Location identification entries:
"""

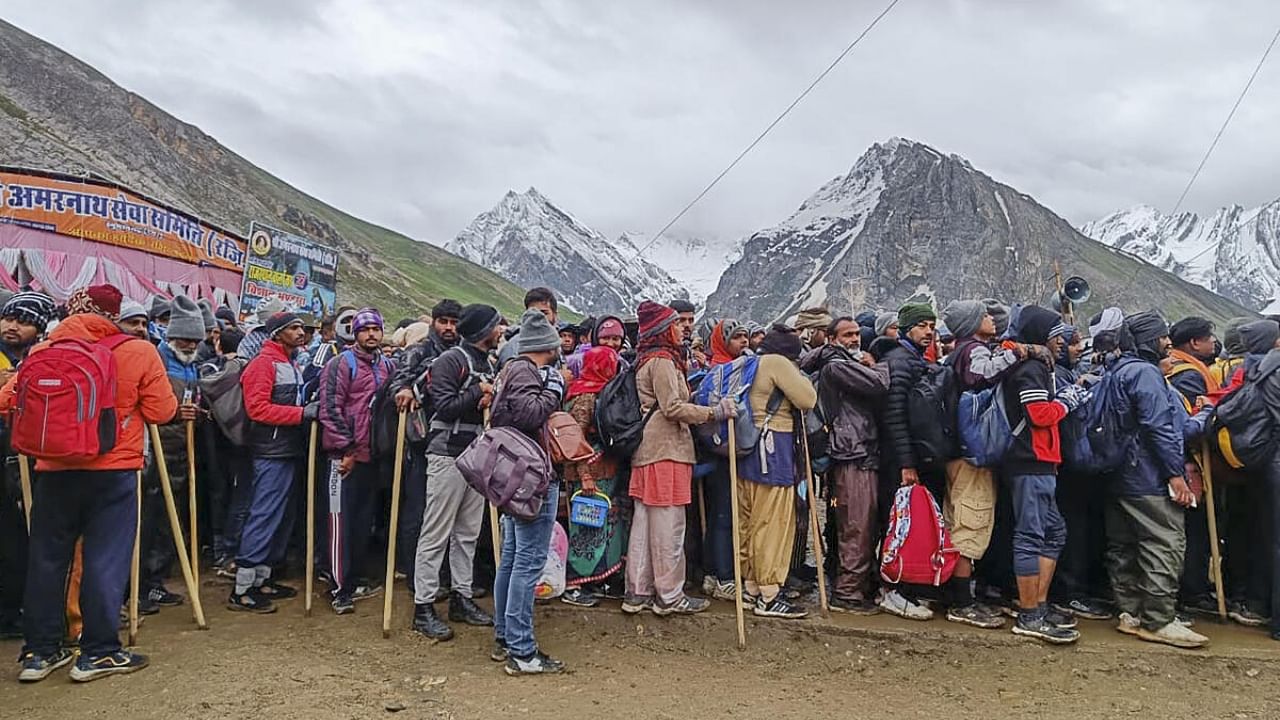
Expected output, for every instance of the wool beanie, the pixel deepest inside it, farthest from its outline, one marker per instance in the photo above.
(913, 314)
(964, 317)
(782, 341)
(883, 320)
(476, 322)
(656, 318)
(1260, 336)
(186, 320)
(536, 333)
(366, 318)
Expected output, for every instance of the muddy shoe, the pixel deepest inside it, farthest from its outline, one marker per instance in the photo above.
(974, 615)
(1174, 634)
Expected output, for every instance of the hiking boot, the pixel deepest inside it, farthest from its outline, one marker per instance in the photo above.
(1060, 619)
(250, 602)
(895, 604)
(580, 597)
(1240, 613)
(853, 606)
(118, 662)
(343, 605)
(536, 664)
(1033, 625)
(36, 668)
(428, 623)
(163, 597)
(632, 604)
(1083, 607)
(1174, 634)
(465, 610)
(778, 607)
(684, 606)
(973, 615)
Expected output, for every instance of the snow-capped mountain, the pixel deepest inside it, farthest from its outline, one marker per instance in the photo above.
(695, 261)
(531, 242)
(912, 223)
(1234, 251)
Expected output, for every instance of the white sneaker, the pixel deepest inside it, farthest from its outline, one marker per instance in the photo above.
(895, 604)
(1175, 634)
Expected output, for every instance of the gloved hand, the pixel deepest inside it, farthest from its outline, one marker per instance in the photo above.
(725, 409)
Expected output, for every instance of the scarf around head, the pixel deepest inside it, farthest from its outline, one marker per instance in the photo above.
(599, 367)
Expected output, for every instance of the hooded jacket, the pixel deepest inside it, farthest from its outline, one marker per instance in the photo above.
(347, 387)
(142, 393)
(273, 401)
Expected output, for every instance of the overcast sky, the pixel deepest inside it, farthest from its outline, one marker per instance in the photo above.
(421, 114)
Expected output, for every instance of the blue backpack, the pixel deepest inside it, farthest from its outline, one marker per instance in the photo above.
(983, 427)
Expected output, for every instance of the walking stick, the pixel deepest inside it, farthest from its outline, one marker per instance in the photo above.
(191, 500)
(391, 534)
(311, 520)
(1215, 554)
(172, 509)
(24, 478)
(737, 537)
(135, 568)
(813, 525)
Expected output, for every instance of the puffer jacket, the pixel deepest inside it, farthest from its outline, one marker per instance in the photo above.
(347, 387)
(849, 395)
(142, 393)
(273, 401)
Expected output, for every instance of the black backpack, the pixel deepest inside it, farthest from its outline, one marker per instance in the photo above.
(618, 419)
(932, 405)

"""

What you should do: Copy out unchanged the lines from the one containing "Expected output, for every instance of the black" through the last line of the entries, including both of those lines.

Complete output:
Expected output, for every instance of the black backpack, the pixel deepest inside it, farthest from its outline, one marker per instance in the photo above.
(618, 419)
(932, 405)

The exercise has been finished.